:: Votre objectif ::
Mettez sous forme de liste numérotée les lignes des enregistrements, depuis la ligne contenant « TARGET: tree shadow on grass » jusqu'à la fin des enregistrements incluse. Omettez les lignes vides.

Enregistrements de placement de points

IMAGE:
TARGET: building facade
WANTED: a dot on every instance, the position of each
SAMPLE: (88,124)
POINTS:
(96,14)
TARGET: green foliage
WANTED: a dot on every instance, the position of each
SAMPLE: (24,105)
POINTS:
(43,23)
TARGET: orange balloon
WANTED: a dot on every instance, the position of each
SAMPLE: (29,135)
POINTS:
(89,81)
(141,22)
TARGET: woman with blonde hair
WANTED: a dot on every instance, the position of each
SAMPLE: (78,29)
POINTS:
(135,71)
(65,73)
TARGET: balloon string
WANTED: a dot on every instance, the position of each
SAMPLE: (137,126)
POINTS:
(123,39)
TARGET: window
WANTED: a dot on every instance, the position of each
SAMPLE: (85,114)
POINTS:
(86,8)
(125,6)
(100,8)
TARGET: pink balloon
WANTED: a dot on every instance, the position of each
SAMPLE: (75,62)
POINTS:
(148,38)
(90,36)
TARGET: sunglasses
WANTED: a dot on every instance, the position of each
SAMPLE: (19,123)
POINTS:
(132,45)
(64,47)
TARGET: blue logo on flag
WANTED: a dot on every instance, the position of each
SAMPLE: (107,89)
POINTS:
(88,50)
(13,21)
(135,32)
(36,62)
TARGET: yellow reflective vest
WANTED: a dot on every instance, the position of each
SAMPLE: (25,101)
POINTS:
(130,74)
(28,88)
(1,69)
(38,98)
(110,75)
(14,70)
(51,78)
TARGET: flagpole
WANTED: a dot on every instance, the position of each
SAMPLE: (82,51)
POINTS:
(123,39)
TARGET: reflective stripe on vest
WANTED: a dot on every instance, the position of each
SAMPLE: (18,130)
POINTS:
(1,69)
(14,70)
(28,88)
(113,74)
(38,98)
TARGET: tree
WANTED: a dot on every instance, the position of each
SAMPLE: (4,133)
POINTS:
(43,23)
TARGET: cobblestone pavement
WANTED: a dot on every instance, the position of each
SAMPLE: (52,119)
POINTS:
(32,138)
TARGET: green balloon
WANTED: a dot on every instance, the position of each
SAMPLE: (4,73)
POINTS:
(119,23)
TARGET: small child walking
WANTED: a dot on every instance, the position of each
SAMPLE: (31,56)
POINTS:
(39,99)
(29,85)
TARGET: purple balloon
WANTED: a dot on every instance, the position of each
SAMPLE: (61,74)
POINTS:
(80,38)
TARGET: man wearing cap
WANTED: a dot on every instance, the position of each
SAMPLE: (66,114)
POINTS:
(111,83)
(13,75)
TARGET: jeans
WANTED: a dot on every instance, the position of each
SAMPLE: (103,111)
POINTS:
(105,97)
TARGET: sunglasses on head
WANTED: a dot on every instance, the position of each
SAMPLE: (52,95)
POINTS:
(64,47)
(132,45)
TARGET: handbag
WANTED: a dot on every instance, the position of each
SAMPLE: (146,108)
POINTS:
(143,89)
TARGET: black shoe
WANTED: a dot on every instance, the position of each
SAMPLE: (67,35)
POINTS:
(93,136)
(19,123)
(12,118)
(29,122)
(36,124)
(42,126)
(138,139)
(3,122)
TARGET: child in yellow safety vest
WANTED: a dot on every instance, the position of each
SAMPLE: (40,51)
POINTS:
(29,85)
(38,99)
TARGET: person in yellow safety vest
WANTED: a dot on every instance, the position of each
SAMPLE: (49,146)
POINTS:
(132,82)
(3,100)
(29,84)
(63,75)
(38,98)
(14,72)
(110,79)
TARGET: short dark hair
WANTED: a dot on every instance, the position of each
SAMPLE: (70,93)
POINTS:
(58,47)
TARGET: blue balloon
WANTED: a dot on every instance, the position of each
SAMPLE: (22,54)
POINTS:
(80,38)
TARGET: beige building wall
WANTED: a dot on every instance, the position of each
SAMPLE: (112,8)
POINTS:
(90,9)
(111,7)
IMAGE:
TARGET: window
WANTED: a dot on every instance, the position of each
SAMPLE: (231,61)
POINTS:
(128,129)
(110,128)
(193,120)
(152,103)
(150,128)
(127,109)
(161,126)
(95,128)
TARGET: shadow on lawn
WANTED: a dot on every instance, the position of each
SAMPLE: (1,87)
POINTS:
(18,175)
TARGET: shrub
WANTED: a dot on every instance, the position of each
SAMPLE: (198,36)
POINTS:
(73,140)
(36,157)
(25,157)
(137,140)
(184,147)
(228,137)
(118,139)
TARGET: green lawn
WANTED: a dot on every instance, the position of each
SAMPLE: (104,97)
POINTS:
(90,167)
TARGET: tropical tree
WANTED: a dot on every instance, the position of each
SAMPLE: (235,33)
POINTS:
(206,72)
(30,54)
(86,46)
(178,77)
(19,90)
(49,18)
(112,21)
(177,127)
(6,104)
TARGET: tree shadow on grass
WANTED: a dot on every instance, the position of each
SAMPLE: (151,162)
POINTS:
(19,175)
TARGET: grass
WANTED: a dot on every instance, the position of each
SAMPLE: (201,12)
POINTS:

:: Solution attendue ::
1. TARGET: tree shadow on grass
2. WANTED: a dot on every instance, the position of each
3. SAMPLE: (151,162)
4. POINTS:
5. (19,175)
6. TARGET: grass
7. WANTED: a dot on every instance, the position of each
8. SAMPLE: (201,12)
9. POINTS:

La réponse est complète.